● WHAT YOU HAVE TO DO
In the passage below on the rap artists, retype the stretch from "Latrell James‘s first" through "on the horizon." word for word.

Latrell James‘s first claim to fame came in 2017, when one of his songs was featured in a Honey Nut Cheerios commercial. But as he explains in Under’s “Spoiled Millennial,” the experience proved to be a learning opportunity for him: “Made some dough and then I bought some kicks/ Made some more and then I bought some kicks/ All these soles, my soul does not exist/ Then I found my sole purposes/ Didn’t come with, uh, purchases.” While he’s since produced for other artists who seek hard-knocking beats for their rap philosophizing (names like Earthgang, GRIP, J.I.D.), he says that his solo return is just on the horizon.
In The Godfather Part II (1974), Al Pacino’s Michael Corleone describes the difference between soldiers and rebels fighting for the same cause: “Soldiers are paid to fight; the rebels aren’t. It means they could win.” King Author samples that speech on Insurgent Theory as a way to make a similar distinction: there’s the rap mainstream and the “abstract art-loving coke dealer” persona it has come to embrace, he says. Then there’s his own indie ethos, handily summarized in these bars from “Katsumoto”: “Rap for renovation, a separate interior decoration/ Spraying cans all over expensive paintings.” It may lack industry infrastructure, but Boston creates a space for artists like Author to remind listeners that rap can still be countercultural.

● DATA EXTRACT

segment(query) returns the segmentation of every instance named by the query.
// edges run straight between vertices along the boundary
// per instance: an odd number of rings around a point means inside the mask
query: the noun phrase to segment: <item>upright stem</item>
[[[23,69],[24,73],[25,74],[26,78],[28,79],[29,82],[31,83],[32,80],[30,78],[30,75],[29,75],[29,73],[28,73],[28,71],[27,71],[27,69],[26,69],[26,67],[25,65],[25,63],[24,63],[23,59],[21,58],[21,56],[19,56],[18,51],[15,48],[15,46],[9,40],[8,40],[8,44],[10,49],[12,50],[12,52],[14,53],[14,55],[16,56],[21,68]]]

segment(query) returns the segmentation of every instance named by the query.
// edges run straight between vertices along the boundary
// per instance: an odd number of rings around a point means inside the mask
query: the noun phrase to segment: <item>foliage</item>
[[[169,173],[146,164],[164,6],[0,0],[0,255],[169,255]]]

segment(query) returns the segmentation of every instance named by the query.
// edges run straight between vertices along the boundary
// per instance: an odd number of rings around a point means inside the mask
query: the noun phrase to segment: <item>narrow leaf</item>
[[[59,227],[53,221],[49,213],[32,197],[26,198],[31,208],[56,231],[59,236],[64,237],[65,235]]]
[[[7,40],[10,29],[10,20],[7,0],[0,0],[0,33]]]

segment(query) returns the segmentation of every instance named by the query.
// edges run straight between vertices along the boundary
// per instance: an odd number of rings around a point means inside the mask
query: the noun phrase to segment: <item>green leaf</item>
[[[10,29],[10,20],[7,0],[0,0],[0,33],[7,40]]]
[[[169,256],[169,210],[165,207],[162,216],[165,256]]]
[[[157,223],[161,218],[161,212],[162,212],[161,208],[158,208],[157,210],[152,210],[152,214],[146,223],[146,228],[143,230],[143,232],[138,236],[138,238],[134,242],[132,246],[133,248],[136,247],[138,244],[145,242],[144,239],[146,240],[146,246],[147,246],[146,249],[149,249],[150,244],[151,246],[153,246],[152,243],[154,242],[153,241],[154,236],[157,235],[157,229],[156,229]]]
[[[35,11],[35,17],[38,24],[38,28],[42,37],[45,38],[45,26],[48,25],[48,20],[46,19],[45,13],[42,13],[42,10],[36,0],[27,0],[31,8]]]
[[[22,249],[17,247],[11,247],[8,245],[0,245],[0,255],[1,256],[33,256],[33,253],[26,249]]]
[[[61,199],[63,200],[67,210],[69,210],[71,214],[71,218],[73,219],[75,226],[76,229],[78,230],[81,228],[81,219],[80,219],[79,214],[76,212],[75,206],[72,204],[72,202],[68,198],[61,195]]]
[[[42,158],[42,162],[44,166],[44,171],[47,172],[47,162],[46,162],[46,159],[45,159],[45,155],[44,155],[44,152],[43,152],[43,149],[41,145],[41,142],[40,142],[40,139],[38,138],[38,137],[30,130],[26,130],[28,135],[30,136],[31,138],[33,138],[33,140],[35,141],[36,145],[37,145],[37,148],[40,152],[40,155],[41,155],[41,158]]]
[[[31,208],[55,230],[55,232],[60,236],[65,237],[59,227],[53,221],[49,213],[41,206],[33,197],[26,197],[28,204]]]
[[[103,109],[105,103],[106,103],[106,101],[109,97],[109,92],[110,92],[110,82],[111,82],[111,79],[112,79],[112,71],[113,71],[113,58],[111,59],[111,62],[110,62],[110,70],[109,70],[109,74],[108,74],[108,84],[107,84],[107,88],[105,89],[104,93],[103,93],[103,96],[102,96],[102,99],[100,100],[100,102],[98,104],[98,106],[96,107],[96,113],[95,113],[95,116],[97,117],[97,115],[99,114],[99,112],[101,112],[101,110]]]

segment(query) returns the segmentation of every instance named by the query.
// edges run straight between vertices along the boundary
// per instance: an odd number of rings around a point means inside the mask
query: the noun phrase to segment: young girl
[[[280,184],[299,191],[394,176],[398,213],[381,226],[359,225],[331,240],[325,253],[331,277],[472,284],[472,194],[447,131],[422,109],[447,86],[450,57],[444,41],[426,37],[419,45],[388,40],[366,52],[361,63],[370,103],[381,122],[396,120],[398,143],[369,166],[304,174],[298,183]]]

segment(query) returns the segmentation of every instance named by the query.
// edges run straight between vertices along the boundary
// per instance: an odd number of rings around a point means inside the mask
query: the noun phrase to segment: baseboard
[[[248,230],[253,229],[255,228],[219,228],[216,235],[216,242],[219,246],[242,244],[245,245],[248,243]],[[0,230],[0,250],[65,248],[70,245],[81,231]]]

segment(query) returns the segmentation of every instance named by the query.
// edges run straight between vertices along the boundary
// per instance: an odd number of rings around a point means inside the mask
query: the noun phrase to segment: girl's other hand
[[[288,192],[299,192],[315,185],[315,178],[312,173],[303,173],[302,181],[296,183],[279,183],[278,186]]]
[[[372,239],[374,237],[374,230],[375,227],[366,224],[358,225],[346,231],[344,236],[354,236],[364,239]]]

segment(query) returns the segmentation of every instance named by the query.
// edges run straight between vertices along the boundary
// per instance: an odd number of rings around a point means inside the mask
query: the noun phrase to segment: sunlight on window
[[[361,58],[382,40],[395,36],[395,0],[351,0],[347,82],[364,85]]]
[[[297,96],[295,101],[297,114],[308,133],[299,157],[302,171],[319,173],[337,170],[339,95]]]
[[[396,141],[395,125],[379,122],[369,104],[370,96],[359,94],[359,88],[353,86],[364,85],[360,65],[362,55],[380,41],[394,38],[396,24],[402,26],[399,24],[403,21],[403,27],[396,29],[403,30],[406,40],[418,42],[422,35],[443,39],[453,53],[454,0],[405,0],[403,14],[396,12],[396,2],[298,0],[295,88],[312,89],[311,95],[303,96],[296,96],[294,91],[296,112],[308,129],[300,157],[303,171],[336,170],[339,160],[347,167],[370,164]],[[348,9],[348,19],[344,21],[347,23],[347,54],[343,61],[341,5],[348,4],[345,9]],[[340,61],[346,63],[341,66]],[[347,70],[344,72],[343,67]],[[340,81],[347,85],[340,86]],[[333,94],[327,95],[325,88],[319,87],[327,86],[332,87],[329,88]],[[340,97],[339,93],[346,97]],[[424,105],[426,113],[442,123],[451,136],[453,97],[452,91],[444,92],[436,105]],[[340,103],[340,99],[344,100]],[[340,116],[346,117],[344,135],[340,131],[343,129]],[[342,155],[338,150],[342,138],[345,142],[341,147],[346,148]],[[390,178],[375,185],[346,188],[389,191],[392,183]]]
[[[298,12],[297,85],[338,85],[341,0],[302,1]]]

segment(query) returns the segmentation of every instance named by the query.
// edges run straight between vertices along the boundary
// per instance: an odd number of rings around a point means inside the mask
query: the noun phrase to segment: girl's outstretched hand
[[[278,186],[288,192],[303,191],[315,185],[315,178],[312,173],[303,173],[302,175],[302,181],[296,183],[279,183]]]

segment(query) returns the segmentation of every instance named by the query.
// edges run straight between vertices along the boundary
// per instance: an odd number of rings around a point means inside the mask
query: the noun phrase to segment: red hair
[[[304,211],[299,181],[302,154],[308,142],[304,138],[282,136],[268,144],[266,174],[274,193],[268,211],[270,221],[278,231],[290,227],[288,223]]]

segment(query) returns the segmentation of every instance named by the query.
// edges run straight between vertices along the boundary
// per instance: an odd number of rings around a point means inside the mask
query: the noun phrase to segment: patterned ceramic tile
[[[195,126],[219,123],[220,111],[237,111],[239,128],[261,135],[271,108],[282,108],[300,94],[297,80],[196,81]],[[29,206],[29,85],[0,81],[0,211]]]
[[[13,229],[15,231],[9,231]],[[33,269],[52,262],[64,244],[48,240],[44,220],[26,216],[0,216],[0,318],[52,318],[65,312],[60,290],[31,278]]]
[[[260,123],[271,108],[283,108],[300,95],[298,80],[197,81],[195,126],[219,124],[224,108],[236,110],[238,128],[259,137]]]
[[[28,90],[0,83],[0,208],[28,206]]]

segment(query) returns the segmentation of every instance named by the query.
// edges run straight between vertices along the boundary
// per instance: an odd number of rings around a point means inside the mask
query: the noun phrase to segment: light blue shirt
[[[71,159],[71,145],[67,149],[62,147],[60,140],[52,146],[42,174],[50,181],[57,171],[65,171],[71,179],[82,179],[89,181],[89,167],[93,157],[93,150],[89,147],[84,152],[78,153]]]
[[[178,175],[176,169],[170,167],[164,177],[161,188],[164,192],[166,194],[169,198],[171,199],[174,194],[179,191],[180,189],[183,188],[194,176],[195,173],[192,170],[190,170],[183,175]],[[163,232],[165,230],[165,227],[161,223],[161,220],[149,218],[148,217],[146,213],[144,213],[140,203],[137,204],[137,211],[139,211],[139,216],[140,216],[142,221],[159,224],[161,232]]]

● TASK RESULT
Latrell James‘s first claim to fame came in 2017, when one of his songs was featured in a Honey Nut Cheerios commercial. But as he explains in Under’s “Spoiled Millennial,” the experience proved to be a learning opportunity for him: “Made some dough and then I bought some kicks/ Made some more and then I bought some kicks/ All these soles, my soul does not exist/ Then I found my sole purposes/ Didn’t come with, uh, purchases.” While he’s since produced for other artists who seek hard-knocking beats for their rap philosophizing (names like Earthgang, GRIP, J.I.D.), he says that his solo return is just on the horizon.